What the exercise asks
Print exactly the lines from the line with "In the photo above, where can the hat" to the last line of the data, please, both included.

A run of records

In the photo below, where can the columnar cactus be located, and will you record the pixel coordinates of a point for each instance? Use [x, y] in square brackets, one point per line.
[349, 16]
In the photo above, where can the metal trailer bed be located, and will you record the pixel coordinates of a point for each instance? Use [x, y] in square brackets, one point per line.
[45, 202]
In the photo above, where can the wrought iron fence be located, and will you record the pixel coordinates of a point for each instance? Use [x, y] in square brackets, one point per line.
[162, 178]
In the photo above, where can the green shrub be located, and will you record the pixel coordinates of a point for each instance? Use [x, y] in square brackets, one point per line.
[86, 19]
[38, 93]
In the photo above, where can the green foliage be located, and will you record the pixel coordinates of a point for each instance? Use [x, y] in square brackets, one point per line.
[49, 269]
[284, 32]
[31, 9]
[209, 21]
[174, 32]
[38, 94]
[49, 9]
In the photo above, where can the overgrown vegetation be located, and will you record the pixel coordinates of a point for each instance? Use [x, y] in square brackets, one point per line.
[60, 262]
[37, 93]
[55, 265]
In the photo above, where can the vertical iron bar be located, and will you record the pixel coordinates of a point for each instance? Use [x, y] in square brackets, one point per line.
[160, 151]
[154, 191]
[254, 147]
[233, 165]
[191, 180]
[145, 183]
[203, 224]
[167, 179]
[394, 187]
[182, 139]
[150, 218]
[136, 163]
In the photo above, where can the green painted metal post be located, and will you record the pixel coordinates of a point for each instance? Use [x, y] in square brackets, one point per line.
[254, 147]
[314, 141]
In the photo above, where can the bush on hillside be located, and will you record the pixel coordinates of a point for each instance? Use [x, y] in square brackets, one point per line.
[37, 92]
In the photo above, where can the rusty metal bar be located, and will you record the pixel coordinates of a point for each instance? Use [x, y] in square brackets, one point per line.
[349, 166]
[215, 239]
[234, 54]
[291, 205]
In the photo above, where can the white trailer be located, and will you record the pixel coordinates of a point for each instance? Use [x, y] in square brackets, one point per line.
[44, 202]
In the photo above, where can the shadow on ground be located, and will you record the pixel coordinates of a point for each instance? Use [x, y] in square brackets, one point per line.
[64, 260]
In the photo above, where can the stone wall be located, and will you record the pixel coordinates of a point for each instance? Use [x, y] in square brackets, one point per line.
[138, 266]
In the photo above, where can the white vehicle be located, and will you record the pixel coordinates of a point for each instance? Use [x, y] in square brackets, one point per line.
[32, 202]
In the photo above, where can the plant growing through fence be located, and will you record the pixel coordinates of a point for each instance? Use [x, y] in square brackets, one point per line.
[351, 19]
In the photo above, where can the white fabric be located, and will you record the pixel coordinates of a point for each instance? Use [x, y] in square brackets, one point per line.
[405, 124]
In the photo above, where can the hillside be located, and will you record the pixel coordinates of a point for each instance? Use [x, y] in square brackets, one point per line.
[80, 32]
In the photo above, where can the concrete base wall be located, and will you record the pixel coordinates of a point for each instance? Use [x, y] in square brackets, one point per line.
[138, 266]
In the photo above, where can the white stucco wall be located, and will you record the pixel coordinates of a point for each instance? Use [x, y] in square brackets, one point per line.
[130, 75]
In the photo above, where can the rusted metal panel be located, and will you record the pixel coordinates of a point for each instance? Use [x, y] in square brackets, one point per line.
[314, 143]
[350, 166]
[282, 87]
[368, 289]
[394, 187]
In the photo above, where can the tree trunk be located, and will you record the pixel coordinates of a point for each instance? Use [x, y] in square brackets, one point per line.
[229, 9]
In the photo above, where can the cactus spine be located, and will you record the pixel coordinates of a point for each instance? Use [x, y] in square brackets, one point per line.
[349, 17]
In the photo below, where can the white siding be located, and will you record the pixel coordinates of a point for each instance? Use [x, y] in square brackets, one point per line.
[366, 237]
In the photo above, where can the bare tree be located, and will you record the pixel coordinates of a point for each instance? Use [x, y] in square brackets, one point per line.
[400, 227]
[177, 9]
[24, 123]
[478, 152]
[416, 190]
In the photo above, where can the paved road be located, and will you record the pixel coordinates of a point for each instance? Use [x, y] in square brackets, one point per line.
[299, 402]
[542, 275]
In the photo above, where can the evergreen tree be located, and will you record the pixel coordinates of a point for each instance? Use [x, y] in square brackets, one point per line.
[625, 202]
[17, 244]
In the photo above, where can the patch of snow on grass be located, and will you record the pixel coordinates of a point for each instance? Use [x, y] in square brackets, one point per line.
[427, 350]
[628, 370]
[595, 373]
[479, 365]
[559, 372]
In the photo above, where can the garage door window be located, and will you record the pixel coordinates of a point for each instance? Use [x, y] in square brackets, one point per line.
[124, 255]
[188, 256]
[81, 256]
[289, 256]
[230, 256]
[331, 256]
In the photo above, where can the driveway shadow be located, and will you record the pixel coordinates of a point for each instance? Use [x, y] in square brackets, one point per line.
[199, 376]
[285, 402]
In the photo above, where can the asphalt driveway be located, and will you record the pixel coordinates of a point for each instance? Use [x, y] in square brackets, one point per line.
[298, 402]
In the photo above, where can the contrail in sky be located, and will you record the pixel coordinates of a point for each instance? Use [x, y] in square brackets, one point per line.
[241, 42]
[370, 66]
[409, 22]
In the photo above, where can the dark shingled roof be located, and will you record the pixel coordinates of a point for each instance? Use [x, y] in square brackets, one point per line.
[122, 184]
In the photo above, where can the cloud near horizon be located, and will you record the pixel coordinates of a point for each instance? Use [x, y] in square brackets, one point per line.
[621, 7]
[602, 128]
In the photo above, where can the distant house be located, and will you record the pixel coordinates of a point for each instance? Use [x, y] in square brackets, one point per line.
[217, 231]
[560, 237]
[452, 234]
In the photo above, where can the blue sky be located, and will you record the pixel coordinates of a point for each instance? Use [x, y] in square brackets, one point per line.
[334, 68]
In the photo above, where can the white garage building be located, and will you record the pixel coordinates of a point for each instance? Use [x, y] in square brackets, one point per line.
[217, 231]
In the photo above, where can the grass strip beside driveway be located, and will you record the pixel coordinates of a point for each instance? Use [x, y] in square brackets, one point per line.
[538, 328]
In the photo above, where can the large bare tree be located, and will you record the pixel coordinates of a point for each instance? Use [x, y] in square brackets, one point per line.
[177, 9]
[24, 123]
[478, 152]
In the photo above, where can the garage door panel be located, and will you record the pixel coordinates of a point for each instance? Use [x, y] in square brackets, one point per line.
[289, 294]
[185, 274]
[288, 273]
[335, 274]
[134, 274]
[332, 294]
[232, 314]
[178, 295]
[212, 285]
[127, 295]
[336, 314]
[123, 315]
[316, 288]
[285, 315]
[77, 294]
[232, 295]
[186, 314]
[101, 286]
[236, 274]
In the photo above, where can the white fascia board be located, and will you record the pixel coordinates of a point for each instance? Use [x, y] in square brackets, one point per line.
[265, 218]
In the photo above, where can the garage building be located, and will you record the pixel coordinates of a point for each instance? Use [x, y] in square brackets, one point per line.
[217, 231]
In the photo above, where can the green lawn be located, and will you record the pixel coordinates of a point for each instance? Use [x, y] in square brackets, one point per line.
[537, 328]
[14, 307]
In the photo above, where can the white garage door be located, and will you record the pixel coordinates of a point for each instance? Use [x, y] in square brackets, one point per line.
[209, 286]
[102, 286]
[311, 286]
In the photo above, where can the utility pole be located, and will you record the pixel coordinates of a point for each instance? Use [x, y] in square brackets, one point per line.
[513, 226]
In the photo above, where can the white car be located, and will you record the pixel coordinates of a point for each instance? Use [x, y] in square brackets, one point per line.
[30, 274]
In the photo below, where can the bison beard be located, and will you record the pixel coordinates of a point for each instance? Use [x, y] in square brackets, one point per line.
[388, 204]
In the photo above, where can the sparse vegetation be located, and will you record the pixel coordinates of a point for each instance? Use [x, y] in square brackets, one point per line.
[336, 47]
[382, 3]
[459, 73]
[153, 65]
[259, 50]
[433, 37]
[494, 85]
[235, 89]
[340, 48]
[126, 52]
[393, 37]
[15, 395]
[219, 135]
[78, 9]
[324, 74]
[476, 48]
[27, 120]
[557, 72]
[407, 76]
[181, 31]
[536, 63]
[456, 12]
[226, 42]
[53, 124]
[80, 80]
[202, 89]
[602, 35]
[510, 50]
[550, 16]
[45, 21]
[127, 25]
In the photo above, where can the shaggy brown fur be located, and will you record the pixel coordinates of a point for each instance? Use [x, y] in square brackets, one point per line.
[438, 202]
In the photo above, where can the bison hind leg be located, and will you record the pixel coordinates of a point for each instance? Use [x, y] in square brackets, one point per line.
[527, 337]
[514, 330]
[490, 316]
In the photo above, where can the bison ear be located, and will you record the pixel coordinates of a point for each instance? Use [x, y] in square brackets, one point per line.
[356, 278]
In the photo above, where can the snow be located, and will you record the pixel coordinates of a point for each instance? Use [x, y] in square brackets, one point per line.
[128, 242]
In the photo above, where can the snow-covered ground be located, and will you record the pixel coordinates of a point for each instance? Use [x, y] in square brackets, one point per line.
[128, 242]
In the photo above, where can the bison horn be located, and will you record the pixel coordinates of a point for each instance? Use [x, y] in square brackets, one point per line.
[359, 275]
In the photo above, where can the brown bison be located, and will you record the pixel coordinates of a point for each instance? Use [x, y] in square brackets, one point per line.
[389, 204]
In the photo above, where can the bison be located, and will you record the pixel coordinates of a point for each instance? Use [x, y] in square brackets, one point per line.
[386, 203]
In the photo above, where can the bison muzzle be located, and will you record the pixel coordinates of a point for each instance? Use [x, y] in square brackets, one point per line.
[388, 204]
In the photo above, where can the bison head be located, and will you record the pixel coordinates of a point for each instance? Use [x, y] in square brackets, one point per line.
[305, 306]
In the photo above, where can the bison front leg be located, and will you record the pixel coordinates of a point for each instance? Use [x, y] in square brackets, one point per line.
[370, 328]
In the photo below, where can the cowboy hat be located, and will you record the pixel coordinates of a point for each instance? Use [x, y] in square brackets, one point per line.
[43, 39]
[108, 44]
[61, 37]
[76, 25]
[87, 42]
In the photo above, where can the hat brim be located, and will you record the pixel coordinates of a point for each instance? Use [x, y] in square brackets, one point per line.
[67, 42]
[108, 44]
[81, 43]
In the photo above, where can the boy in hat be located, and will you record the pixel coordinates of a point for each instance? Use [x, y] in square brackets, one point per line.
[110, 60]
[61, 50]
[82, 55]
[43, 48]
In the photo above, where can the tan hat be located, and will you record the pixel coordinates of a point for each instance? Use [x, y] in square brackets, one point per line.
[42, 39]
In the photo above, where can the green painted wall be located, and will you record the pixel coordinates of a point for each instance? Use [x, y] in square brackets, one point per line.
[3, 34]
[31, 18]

Task solution
In the photo above, where can the hat brim be located, and will you record the pixel coordinates of a point for each instance? Use [x, y] in square brackets, one point per line.
[67, 42]
[108, 44]
[81, 43]
In the photo above, where can the boy in hat be located, and will you record the pixel coordinates of a point for each instance? Use [x, y] in square brackets, one point per line.
[110, 60]
[61, 50]
[82, 55]
[43, 48]
In the photo above, where can the tan hat be located, and will you record the pixel coordinates of a point for each instance? Use [x, y] in square brackets, one point per line.
[42, 39]
In the photo above, where can the green painted wall be located, and will you record the pixel coordinates of a point for each instance? Use [x, y] in square brackets, one point per line.
[3, 34]
[31, 18]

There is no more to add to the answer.